• [Exercise goal] Below is a block of records; repeat all of them exactly.

• [Input material]
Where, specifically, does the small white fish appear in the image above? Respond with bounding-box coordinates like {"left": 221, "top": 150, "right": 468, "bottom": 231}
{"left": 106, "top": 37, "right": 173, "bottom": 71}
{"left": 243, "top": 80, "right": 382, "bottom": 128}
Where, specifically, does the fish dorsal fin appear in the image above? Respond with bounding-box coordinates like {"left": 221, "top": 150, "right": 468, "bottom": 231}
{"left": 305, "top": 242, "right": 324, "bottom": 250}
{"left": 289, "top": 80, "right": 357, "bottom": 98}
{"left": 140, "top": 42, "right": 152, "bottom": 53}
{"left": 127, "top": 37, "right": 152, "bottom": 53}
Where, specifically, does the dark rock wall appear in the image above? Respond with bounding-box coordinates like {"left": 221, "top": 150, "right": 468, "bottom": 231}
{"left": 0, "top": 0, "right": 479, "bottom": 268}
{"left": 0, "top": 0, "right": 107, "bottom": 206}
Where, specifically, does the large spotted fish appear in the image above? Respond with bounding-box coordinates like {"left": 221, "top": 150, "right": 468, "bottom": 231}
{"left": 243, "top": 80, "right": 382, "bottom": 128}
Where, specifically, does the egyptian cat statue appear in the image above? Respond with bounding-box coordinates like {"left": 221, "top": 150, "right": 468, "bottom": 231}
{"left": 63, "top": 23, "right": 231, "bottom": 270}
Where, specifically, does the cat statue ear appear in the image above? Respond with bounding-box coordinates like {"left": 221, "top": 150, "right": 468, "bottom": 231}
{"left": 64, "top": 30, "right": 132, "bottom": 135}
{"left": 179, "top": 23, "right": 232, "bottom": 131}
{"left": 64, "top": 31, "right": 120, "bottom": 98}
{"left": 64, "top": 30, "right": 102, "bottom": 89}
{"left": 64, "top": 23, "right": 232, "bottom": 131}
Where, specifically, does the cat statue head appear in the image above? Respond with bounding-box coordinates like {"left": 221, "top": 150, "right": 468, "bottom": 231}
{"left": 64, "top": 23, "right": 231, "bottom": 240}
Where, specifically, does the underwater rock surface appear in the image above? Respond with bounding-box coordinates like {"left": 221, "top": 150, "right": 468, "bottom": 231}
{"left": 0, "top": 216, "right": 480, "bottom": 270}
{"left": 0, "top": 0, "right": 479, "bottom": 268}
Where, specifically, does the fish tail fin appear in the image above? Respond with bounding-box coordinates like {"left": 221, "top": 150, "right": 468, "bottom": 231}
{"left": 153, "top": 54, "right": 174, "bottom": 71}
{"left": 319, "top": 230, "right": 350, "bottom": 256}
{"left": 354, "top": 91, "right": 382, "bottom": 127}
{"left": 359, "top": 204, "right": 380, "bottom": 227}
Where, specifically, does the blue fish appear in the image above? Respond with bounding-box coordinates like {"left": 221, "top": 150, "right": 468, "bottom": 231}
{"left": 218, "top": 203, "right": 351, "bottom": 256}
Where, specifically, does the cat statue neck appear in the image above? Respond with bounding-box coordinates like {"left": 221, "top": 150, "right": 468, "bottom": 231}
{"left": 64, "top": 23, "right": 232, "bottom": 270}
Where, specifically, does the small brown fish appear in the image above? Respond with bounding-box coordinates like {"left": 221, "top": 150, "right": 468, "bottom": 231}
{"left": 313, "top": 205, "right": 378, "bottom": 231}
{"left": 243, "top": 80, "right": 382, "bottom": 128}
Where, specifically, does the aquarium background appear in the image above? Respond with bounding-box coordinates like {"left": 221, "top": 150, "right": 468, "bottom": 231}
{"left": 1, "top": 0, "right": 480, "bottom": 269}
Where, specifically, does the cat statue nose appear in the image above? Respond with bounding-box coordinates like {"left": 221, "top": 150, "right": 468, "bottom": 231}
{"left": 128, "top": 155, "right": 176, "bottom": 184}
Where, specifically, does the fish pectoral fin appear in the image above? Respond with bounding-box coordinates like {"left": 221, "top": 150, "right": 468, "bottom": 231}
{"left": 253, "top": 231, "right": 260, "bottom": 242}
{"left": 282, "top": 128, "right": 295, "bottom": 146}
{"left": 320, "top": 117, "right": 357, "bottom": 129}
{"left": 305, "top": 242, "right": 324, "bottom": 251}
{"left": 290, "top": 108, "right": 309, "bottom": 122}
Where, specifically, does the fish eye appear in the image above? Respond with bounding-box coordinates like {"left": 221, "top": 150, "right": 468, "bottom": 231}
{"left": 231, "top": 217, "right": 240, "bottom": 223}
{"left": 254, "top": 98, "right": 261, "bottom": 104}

• [Written solution]
Where, specifically, does the small white fish appear in the image above? Respond with bounding-box coordinates like {"left": 221, "top": 150, "right": 468, "bottom": 231}
{"left": 106, "top": 37, "right": 173, "bottom": 71}
{"left": 243, "top": 80, "right": 382, "bottom": 128}
Where, specifically, does the fish dorsal fin appear in the image above? Respond with bounding-box coordinates like {"left": 221, "top": 150, "right": 468, "bottom": 231}
{"left": 305, "top": 242, "right": 324, "bottom": 250}
{"left": 289, "top": 80, "right": 357, "bottom": 98}
{"left": 140, "top": 42, "right": 152, "bottom": 53}
{"left": 127, "top": 37, "right": 152, "bottom": 53}
Where, specifically, does the dark rock wall appear in the image above? Respond with bounding-box coordinates like {"left": 221, "top": 150, "right": 468, "bottom": 231}
{"left": 0, "top": 0, "right": 479, "bottom": 268}
{"left": 0, "top": 0, "right": 107, "bottom": 206}
Where, specifically, does the large spotted fish appear in the image above? Respond with bounding-box coordinates like {"left": 221, "top": 150, "right": 468, "bottom": 231}
{"left": 243, "top": 80, "right": 382, "bottom": 128}
Where, specifically, does the egyptian cat statue appear in the image above? Respond with bounding-box coordinates like {"left": 221, "top": 150, "right": 468, "bottom": 231}
{"left": 63, "top": 23, "right": 231, "bottom": 270}
Where, specifically, does the cat statue ear appear in the image above? Respond with bounding-box coordinates like {"left": 221, "top": 150, "right": 468, "bottom": 231}
{"left": 64, "top": 30, "right": 132, "bottom": 135}
{"left": 179, "top": 23, "right": 232, "bottom": 131}
{"left": 64, "top": 31, "right": 120, "bottom": 98}
{"left": 64, "top": 30, "right": 102, "bottom": 89}
{"left": 64, "top": 23, "right": 232, "bottom": 131}
Where, specifically, does the cat statue head appear in the image above? Respond with bounding-box coordinates like {"left": 221, "top": 150, "right": 468, "bottom": 231}
{"left": 64, "top": 23, "right": 231, "bottom": 240}
Where, specifically, does the underwater rock surface appear in the image above? Respond with bounding-box coordinates like {"left": 221, "top": 150, "right": 468, "bottom": 231}
{"left": 0, "top": 216, "right": 480, "bottom": 270}
{"left": 0, "top": 0, "right": 479, "bottom": 268}
Where, specifically, does the fish tail fin appear in the image above? Respond with bounding-box coordinates like {"left": 221, "top": 150, "right": 468, "bottom": 231}
{"left": 153, "top": 54, "right": 174, "bottom": 71}
{"left": 319, "top": 230, "right": 350, "bottom": 256}
{"left": 354, "top": 91, "right": 382, "bottom": 127}
{"left": 359, "top": 204, "right": 380, "bottom": 227}
Where, specifically, does the blue fish appear in the image above? Respond with bounding-box coordinates like {"left": 221, "top": 150, "right": 468, "bottom": 231}
{"left": 218, "top": 203, "right": 351, "bottom": 256}
Where, specifically, does the cat statue neck appear in the image above? Respond with bounding-box coordinates like {"left": 221, "top": 150, "right": 468, "bottom": 231}
{"left": 64, "top": 23, "right": 232, "bottom": 270}
Where, specifically, does the small brown fish appear in the image above? Respond with bounding-box coordinates like {"left": 221, "top": 150, "right": 468, "bottom": 231}
{"left": 313, "top": 205, "right": 378, "bottom": 231}
{"left": 243, "top": 80, "right": 382, "bottom": 128}
Where, specifically, does the aquarium background appear in the image above? Respond with bounding-box coordinates like {"left": 221, "top": 150, "right": 468, "bottom": 231}
{"left": 1, "top": 0, "right": 480, "bottom": 269}
Where, specifically, does the cat statue nose appear in the image above? Respond with bounding-box coordinates like {"left": 221, "top": 150, "right": 468, "bottom": 231}
{"left": 128, "top": 155, "right": 176, "bottom": 184}
Where, specifically, does the fish pectoral fin appear in the image above? Respond with bounding-box coordinates like {"left": 221, "top": 150, "right": 468, "bottom": 231}
{"left": 253, "top": 231, "right": 260, "bottom": 242}
{"left": 282, "top": 128, "right": 295, "bottom": 146}
{"left": 320, "top": 117, "right": 357, "bottom": 129}
{"left": 305, "top": 242, "right": 324, "bottom": 251}
{"left": 290, "top": 108, "right": 309, "bottom": 122}
Where, specifically, does the fish eye appear in the image above? Respond with bounding-box coordinates like {"left": 221, "top": 150, "right": 468, "bottom": 231}
{"left": 231, "top": 217, "right": 240, "bottom": 223}
{"left": 254, "top": 98, "right": 261, "bottom": 104}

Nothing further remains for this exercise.